■ What you have to do: Reproduce only the lines from the one containing "white sedan, reporting" through the last line, both included, requests and all. Multiply every x and y point coordinate in the answers by 2.4 and round each to a whole number, with halves rounded up.

—————

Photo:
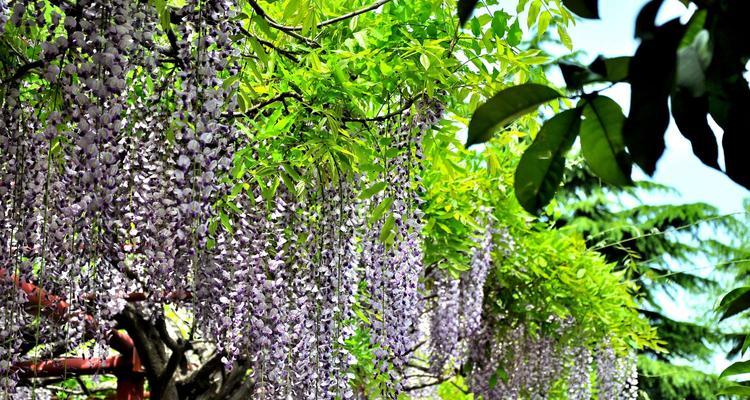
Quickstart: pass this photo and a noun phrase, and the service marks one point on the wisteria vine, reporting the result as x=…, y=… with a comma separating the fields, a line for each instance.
x=118, y=184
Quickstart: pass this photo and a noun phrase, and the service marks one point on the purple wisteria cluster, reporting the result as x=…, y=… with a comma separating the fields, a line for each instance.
x=104, y=190
x=580, y=362
x=393, y=267
x=616, y=376
x=514, y=365
x=4, y=11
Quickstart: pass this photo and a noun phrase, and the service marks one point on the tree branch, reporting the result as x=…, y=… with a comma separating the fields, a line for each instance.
x=289, y=30
x=22, y=71
x=384, y=117
x=352, y=14
x=286, y=53
x=331, y=21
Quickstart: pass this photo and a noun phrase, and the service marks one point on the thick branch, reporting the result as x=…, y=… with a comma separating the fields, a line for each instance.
x=23, y=70
x=352, y=14
x=254, y=109
x=331, y=21
x=199, y=381
x=146, y=341
x=286, y=53
x=72, y=366
x=289, y=30
x=384, y=117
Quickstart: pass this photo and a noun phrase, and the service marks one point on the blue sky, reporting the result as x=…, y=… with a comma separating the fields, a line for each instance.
x=613, y=35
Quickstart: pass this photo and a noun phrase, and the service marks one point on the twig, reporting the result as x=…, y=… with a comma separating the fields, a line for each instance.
x=384, y=117
x=352, y=14
x=289, y=30
x=286, y=53
x=254, y=109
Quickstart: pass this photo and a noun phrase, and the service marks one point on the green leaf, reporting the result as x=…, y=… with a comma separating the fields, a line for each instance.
x=505, y=107
x=515, y=34
x=690, y=115
x=465, y=9
x=544, y=20
x=583, y=8
x=564, y=37
x=745, y=345
x=500, y=23
x=735, y=302
x=425, y=61
x=602, y=143
x=373, y=190
x=541, y=167
x=533, y=14
x=651, y=76
x=611, y=69
x=737, y=390
x=740, y=367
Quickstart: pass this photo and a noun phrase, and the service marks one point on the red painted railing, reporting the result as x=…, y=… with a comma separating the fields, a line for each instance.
x=126, y=367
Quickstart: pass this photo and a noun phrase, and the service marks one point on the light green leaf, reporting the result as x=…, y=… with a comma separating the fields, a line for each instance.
x=505, y=107
x=602, y=142
x=425, y=61
x=740, y=367
x=540, y=171
x=544, y=19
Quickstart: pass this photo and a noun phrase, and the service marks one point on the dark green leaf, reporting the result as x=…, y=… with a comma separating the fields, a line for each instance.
x=505, y=107
x=737, y=390
x=583, y=8
x=651, y=77
x=690, y=114
x=735, y=302
x=692, y=62
x=602, y=143
x=736, y=139
x=465, y=9
x=500, y=23
x=575, y=76
x=601, y=70
x=740, y=367
x=695, y=25
x=645, y=24
x=515, y=34
x=541, y=167
x=611, y=69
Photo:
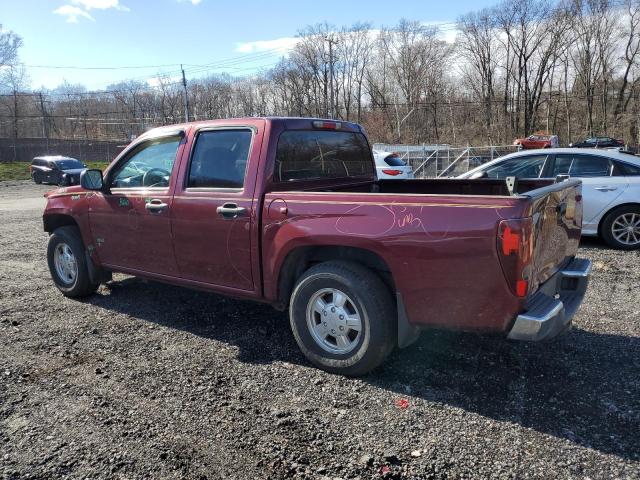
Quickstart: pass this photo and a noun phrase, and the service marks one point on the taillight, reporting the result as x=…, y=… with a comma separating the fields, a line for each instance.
x=324, y=125
x=515, y=250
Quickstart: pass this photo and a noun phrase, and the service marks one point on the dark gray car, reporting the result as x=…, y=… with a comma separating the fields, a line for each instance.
x=57, y=170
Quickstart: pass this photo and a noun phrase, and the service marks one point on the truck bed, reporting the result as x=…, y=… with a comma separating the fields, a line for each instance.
x=438, y=237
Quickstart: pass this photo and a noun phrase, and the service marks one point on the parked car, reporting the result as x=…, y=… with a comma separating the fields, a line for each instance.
x=538, y=141
x=57, y=170
x=389, y=166
x=598, y=142
x=289, y=212
x=610, y=186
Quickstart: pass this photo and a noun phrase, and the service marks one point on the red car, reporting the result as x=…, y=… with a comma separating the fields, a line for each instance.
x=289, y=212
x=538, y=141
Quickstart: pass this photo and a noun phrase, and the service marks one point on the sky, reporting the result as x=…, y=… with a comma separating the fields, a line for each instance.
x=207, y=36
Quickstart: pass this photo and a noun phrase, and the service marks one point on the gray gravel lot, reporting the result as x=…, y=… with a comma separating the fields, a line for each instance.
x=145, y=380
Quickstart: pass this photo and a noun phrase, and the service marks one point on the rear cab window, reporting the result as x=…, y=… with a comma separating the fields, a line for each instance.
x=320, y=154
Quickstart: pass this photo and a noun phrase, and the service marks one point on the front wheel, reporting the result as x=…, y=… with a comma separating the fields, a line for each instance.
x=68, y=264
x=621, y=228
x=343, y=318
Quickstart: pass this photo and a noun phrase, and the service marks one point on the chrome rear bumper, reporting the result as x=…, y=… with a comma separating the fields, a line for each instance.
x=550, y=310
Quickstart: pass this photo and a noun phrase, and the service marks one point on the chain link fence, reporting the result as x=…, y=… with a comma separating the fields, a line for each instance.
x=432, y=161
x=24, y=149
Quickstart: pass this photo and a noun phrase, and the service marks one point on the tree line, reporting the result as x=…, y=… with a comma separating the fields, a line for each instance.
x=568, y=67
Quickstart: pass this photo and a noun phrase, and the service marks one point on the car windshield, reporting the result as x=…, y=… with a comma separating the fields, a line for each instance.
x=69, y=164
x=394, y=161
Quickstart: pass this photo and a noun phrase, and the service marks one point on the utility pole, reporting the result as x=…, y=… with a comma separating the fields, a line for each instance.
x=332, y=111
x=15, y=125
x=45, y=130
x=186, y=97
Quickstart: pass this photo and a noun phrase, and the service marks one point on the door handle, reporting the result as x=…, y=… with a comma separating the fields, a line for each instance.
x=231, y=210
x=155, y=205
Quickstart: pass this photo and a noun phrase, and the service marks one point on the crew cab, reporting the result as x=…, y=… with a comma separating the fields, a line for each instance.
x=288, y=211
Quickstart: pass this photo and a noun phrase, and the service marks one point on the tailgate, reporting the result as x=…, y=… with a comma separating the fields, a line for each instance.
x=556, y=213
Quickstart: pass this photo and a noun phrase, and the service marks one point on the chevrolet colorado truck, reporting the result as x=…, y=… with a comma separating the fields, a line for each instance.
x=288, y=211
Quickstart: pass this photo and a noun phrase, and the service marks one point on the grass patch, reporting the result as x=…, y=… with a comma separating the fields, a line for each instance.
x=20, y=170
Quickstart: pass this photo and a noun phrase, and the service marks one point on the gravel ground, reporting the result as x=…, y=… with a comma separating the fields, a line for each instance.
x=144, y=380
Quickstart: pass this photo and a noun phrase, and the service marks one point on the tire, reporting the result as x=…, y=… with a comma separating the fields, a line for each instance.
x=614, y=224
x=68, y=263
x=351, y=352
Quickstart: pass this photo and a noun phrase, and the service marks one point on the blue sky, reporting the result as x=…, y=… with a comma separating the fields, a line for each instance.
x=194, y=32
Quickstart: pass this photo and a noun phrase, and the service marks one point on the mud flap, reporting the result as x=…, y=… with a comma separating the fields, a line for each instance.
x=407, y=333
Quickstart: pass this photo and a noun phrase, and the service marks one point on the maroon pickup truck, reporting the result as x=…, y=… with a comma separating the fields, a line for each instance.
x=289, y=212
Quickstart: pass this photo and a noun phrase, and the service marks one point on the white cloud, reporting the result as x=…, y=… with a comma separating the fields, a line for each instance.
x=100, y=4
x=72, y=13
x=283, y=45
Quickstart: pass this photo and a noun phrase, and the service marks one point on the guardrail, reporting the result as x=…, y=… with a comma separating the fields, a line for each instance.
x=432, y=161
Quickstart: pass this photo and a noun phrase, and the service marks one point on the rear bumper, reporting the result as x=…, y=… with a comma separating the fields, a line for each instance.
x=550, y=310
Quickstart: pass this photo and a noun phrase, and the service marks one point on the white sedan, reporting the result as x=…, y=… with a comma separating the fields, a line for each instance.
x=610, y=186
x=389, y=166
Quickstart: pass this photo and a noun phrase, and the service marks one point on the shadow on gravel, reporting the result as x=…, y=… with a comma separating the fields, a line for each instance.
x=583, y=387
x=594, y=242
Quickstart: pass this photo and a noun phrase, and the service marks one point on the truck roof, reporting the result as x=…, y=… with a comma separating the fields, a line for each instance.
x=287, y=122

—————

■ Response:
Quickstart: pass this photo and a noun phrase, and the service marks one point on the white sedan, reporting the result as x=…, y=… with a comma separating the fields, a line for each instance.
x=1464, y=446
x=934, y=398
Quickstart: pass this photo and a noun phrase, and the service marks one point on the shadow on gravel, reporting the result as x=…, y=… with a comma separating the fields, a line for each instance.
x=1399, y=929
x=1426, y=581
Quickstart: pass this photo and a noun phrase, and the service marks one point on the truck roof, reporting the result as x=…, y=… with a comma separating the fields, a line for each instance.
x=689, y=293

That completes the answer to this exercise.